## [Texto apresentado]
= = =
Aqui vos deixo um excerto de um livro que me deu muito prazer ler:
“ Não conheço aquele homem parado na margem do rio, respirando fundo e sorrindo ao reconhecer os odores que viajam pelo ar. Não o conheço, mas sei que aquele homem é meu irmão.
Aquele homem que sabe que o pólen viaja preso à arbitrária vontade do vento, mas confiante e a sonhar com a fértil terra que o espera, aquele homem é meu irmão.
E o meu irmão sabe muitas coisas. Sabe, por exemplo, que um grama de pólen é como um grama de si mesmo, docemente predestinado ao lodo germinal, ao mistério daquilo que se erguerá vivo de ramos, de frutos e de filhos, com a bela certeza das transformações, do começo inevitável e do necessário final, porque o que é imutável encerra o perigo do eterno, e só os deuses têm tempo para a eternidade.
Aquele homem que empurra a sua canoa sobre a praia de areia fina e se prepara para receber o milagre que em cada entardecer abre na selva as portas do mistério, aquele homem é necessariamente meu irmão.
= = =
## [Tarefa]
No texto apresentado, o que o homem empurra sobre a praia de areia fina?
= = =
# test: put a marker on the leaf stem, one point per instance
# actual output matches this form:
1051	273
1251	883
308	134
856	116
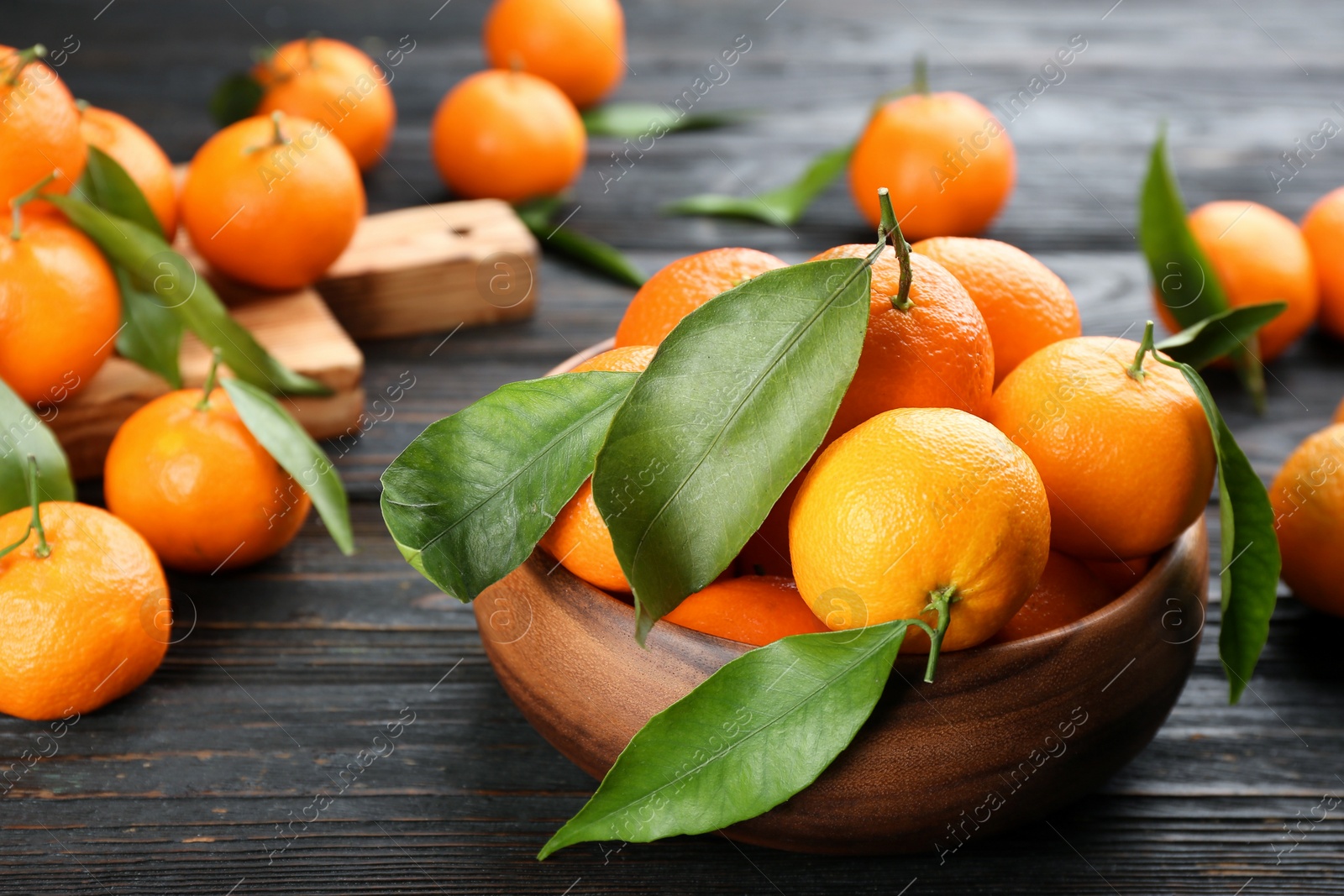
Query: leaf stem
1136	369
22	60
22	199
940	600
203	405
35	523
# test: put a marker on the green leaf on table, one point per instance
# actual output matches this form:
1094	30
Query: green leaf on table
151	333
750	736
296	452
1249	543
24	432
156	268
235	98
652	118
108	186
1220	335
537	215
781	206
1182	273
737	399
472	495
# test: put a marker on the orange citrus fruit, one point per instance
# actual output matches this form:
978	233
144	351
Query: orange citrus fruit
575	45
1025	304
507	134
60	308
682	286
916	501
578	537
1258	255
1308	500
199	485
754	609
272	201
1323	228
39	127
1128	463
143	159
1068	591
333	83
82	625
936	354
947	160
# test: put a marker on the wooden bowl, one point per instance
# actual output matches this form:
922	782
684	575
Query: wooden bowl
1005	735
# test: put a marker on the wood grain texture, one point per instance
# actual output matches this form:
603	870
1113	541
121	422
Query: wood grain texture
179	786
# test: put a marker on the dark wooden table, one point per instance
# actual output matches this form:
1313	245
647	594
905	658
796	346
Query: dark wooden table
284	673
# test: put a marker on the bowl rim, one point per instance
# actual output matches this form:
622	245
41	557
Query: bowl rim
1162	563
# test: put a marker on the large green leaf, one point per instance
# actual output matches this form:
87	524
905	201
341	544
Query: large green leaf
537	215
24	432
1220	335
651	120
1182	273
781	206
151	333
752	735
472	495
108	186
732	407
296	452
155	266
1250	548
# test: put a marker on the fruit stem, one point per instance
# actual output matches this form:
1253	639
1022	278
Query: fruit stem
941	602
1136	369
22	199
921	81
203	405
277	139
22	60
44	548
= = =
## [Resolução da tarefa]
A sua canoa.